# ANFORDERUNGEN
A. Stimmen die folgenden Aussagen mit dem Text über das Restaurant Al Fassia überein? (i) Das Restaurant beschäftigt über 40 Angestellte, die fast alle weiblich sind. (ii) Nawal Azizi stammt aus einer Küstenstadt. (iii) Das Lebensmitteldepot wird von einer Tante der beiden Schwestern geführt. Antworten Sie zu jeder Aussage mit Ja oder Nein und führen Sie die entscheidenden Worte des Textes wörtlich an.
B. Führen Sie den Text über das Restaurant Al Fassia nach seinem letzten Satz fort.

Marokko: Weiberwirtschaft in Marrakesch | Bild: BR
Zwei Frauen auf einem Markt
Einkauf fürs Restaurant | Bild: BR

Ein Gang über den Markt von Marrakesch ist immer auch ein Fest der Sinne, voller Farben und fremdartiger Gerüche. Myra und Saida Chab lieben den Soukh, hier bekommen sie Anregungen für ihre Arbeit.

Umtriebige Unternehmerinnen sind die Schwestern und richtige Pioniere: die beiden haben vor Jahren ein Frauen-Restaurant eröffnet.

»Wir sind das erste Restaurant in Marokko, das nur von Frauen geführt wird. Und wir wollen eine Inspiration für andere sein. Saida Chab, Restaurant Al Fassia«

Frauen in weißer Kleidung
Besprechung im Restaurant | Bild: BR

Und das ist das Restaurant "Al Fassia" in Marrakesch. Mitarbeitertreffen zum Wochenbeginn, und dabei wird sofort klar: Hier haben die Frauen das Sagen. Die über 40 Angestellten sind fast alle weiblich, und das in der Männerwelt Marokkos. Diese Auswahl hat Methode: Saida und Myra wollen gerade jungen Frauen aus kleineren Städten und Dörfern eine Chance geben.

»Marokkanische Frauen sind in der Lage, ein Hotel oder ein Restaurant erfolgreich zu führen. Das wollen wir zeigen, und auch ein anderes Frauenbild, nämlich ein fortschrittliches, ein weltoffenes. Saida Chab«

In der Küche werden die Speisen für den Abend vorbereitet: fein gewürztes Huhn, leckere Salate, dünne Fladenbrote. "Al Fassia" hat einen sehr guten Ruf.

Die 28-jährige Nawal Azizi kommt aus einer Bergregion. Sie lernt im Restaurant vor allem Selbstständigkeit – ganz im Sinne ihrer Chefin. Denn in Marokkos Provinz gelten andere Werte, dort werden immer noch Mädchen schon mit 14 oder 15 Jahren verheiratet.

»Es ist viel besser, mit Frauen zusammenzuarbeiten. Das ist wie eine große Familie, und man lernt sehr viel schneller. Nawal Azizi«

Das Restaurant
Gäste im Restaurant | Bild: BR

Dann serviert sie am Abend Couscous und Tajine, während Geschäftsführerin Saida mit den Gästen parliert.

Männer sind in diesem Restaurant nur Randfiguren: Sie schleppen im Keller Kisten, arbeiten als Türsteher oder auch als Musiker. Doch die Hauptmusik spielen die Frauen, das hat sich herumgesprochen.

»Wir haben gehört, dass dies ein Frauenrestaurant ist. Und deswegen sind wir auch hierhin gekommen, aber vor allem natürlich der guten Küche wegen. Ein Gast«

»Mir macht es viel Spaß, mit Menschen aus dem Ausland zusammenzukommen. Dabei kann ich eine Menge lernen. Ich liebe das. Nawal Azizi«

Am nächsten Tag Großeinkauf: Das Lebensmitteldepot wird von einer Tante der beiden Schwestern geführt. In Marrakesch ist ein kleines Frauennetzwerk entstanden.

# BEREITGESTELLTE ANGABEN
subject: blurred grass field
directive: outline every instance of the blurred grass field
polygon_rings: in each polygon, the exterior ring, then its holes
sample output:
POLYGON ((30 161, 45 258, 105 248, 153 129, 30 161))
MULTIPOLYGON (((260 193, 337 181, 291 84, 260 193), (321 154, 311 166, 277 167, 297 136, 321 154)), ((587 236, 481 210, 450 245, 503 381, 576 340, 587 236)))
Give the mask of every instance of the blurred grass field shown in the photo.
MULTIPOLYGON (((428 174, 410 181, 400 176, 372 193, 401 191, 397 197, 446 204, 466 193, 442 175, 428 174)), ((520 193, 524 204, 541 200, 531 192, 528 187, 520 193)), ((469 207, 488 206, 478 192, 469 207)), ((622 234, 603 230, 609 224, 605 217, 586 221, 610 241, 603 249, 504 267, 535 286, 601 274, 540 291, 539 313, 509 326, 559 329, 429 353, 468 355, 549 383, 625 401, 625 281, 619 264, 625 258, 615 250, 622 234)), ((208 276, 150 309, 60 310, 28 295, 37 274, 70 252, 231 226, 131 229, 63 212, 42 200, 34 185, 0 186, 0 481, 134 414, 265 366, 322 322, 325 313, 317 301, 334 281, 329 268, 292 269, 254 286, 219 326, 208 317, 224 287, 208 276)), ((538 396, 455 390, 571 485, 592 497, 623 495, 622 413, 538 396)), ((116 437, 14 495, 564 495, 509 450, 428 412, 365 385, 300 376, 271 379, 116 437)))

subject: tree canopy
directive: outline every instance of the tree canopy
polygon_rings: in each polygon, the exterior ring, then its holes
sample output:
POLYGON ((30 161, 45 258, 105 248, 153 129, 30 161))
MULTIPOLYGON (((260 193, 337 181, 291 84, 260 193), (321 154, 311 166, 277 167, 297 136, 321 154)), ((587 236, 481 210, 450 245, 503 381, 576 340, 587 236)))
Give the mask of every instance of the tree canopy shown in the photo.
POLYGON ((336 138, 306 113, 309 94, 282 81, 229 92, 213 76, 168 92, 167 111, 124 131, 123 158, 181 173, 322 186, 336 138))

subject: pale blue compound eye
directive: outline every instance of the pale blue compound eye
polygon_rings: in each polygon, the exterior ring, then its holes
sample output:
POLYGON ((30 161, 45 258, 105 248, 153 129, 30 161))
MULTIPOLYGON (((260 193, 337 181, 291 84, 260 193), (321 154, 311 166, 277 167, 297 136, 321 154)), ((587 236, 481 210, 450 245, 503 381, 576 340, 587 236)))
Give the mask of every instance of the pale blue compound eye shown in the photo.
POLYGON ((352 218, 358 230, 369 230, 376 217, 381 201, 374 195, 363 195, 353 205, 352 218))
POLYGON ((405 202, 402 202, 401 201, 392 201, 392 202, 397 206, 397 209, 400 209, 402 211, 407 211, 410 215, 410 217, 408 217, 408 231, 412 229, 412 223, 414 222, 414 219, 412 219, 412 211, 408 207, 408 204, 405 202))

# ERGEBNISSE DER ÜBUNG
A.
(i) Ja: „Die über 40 Angestellten sind fast alle weiblich“
(ii) Nein: „Die 28-jährige Nawal Azizi kommt aus einer Bergregion.“
(iii) Ja: „Das Lebensmitteldepot wird von einer Tante der beiden Schwestern geführt.“

B.
Vor zwei Jahren hat Marokkos König, Mohamed VI., erstmals die Gleichheit von Mann und Frau in der Verfassung festschreiben lassen – auch unter dem Eindruck der arabischen Revolution in den Nachbarländern. Doch die Realität bleibt eine andere, sagt Saida.

»Eine alleinstehende Frau in Marokko ist beileibe nicht selbstverständlich. Privat bleibt das schwierig, und auch als Geschäftsfrau muss man sich durchsetzen. Es ist schon sehr hart. Als Frau musst du besonders seriös wirken. Saida Chab, Restaurant Al Fassia«

Demonstration von Frauen
Demonstration von Frauen | Bild: BR

Auch in Marokko wehren sich Frauen mit Demonstrationen gegen die alltägliche Diskriminierung - sie protestieren gegen Missbrauch und häusliche Gewalt.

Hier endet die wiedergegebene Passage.